Older Age Increases the Amplitude of Muscle Stretch-Induced Cortical Beta-Band Suppression But Does not Affect Rebound Strength

Simon Walker; Simo Monto; Jarmo M Piirainen; Janne Avela; Ina M Tarkka; Tiina M Parviainen; Harri Piitulainen

doi:10.3389/fnagi.2020.00117

Older Age Increases the Amplitude of Muscle Stretch-Induced Cortical Beta-Band Suppression But Does not Affect Rebound Strength

Front Aging Neurosci. 2020 May 19:12:117. doi: 10.3389/fnagi.2020.00117. eCollection 2020.

Authors

Simon Walker¹, Simo Monto², Jarmo M Piirainen¹, Janne Avela¹, Ina M Tarkka³, Tiina M Parviainen², Harri Piitulainen^{1

4}

Affiliations

¹ NeuroMuscular Research Center, Faculty of Sport and Health Sciences, University of Jyväskylä, Jyväskylä, Finland.
² Department of Psychology, Centre for Interdisciplinary Brain Research, University of Jyväskylä, Jyväskylä, Finland.
³ Faculty of Sport and Health Sciences and Centre for Interdisciplinary Brain Research, University of Jyväskylä, Jyväskylä, Finland.
⁴ Department of Neuroscience and Biomedical Engineering, Aalto University School of Science, Espoo, Finland.

Abstract

Healthy aging is associated with deterioration of the sensorimotor system, which impairs balance and somatosensation. However, the exact age-related changes in the cortical processing of sensorimotor integration are unclear. This study investigated primary sensorimotor cortex (SM1) oscillations in the 15-30 Hz beta band at rest and following (involuntary) rapid stretches to the triceps surae muscles (i.e., proprioceptive stimulation) of young and older adults. A custom-built, magnetoencephalography (MEG)-compatible device was used to deliver rapid (190°·s^-1) ankle rotations as subjects sat passively in a magnetically-shielded room while MEG recorded their cortical signals. Eleven young (age 25 ± 3 years) and 12 older (age 70 ± 3 years) adults matched for physical activity level demonstrated clear 15-30 Hz beta band suppression and rebound in response to the stretches. A sub-sample (10 young and nine older) were tested for dynamic balance control on a sliding platform. Older adults had greater cortical beta power pre-stretch (e.g., right leg: 4.0 ± 1.6 fT vs. 5.6 ± 1.7 fT, P = 0.044) and, subsequently, greater normalized movement-related cortical beta suppression post-proprioceptive stimulation (e.g., right leg: -5.8 ± 1.3 vs. -7.6 ± 1.7, P = 0.01) than young adults. Furthermore, poorer balance was associated with stronger cortical beta suppression following proprioceptive stimulation (r = -0.478, P = 0.038, n = 19). These results provide further support that cortical processing of proprioception is hindered in older adults, potentially (adversely) influencing sensorimotor integration. This was demonstrated by the impairment of prompt motor action control, i.e., regaining perturbed balance. Finally, SM1 cortex beta suppression to a proprioceptive stimulus seems to indicate poorer sensorimotor functioning in older adults.

Keywords: MEG; event-related desynchronization (ERD); lower limbs; proprioception; sensorimotor; somatosensory processing.

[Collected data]
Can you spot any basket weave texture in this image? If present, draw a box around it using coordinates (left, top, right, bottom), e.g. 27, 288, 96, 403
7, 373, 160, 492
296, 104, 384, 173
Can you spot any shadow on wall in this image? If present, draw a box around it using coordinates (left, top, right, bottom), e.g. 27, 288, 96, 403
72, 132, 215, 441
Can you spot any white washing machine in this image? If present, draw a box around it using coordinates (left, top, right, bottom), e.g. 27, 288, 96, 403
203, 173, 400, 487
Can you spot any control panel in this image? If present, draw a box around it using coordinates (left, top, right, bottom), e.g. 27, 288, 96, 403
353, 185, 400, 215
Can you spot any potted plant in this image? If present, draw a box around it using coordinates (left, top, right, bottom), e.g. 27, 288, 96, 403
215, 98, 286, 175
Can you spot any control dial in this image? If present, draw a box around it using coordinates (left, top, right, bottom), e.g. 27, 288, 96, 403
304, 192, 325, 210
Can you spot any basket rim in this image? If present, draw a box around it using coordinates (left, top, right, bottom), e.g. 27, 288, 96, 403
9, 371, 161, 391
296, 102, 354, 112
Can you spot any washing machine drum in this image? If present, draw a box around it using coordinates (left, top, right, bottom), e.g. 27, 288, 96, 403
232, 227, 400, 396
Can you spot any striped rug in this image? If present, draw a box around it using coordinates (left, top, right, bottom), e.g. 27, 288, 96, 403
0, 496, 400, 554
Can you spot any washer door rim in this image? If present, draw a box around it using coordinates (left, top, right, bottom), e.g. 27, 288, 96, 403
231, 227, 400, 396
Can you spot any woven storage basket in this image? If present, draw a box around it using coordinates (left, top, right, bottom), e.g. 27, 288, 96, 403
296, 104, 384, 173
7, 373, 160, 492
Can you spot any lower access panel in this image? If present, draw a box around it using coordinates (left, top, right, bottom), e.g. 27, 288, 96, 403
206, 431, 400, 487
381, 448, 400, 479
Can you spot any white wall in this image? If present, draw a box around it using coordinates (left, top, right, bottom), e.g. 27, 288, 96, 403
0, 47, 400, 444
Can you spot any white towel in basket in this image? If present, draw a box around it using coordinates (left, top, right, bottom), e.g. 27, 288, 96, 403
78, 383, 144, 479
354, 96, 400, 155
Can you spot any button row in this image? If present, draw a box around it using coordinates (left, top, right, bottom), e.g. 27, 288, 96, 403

YOUR TASK: From the text on aging and muscle stretch-induced beta-band suppression, copy word for word the passage starting with "¹ NeuroMuscular Research" and going on through "Science, Espoo, Finland.". The records are separate material and are not part of the text above.

SOLUTION BELOW:
¹ NeuroMuscular Research Center, Faculty of Sport and Health Sciences, University of Jyväskylä, Jyväskylä, Finland.
² Department of Psychology, Centre for Interdisciplinary Brain Research, University of Jyväskylä, Jyväskylä, Finland.
³ Faculty of Sport and Health Sciences and Centre for Interdisciplinary Brain Research, University of Jyväskylä, Jyväskylä, Finland.
⁴ Department of Neuroscience and Biomedical Engineering, Aalto University School of Science, Espoo, Finland.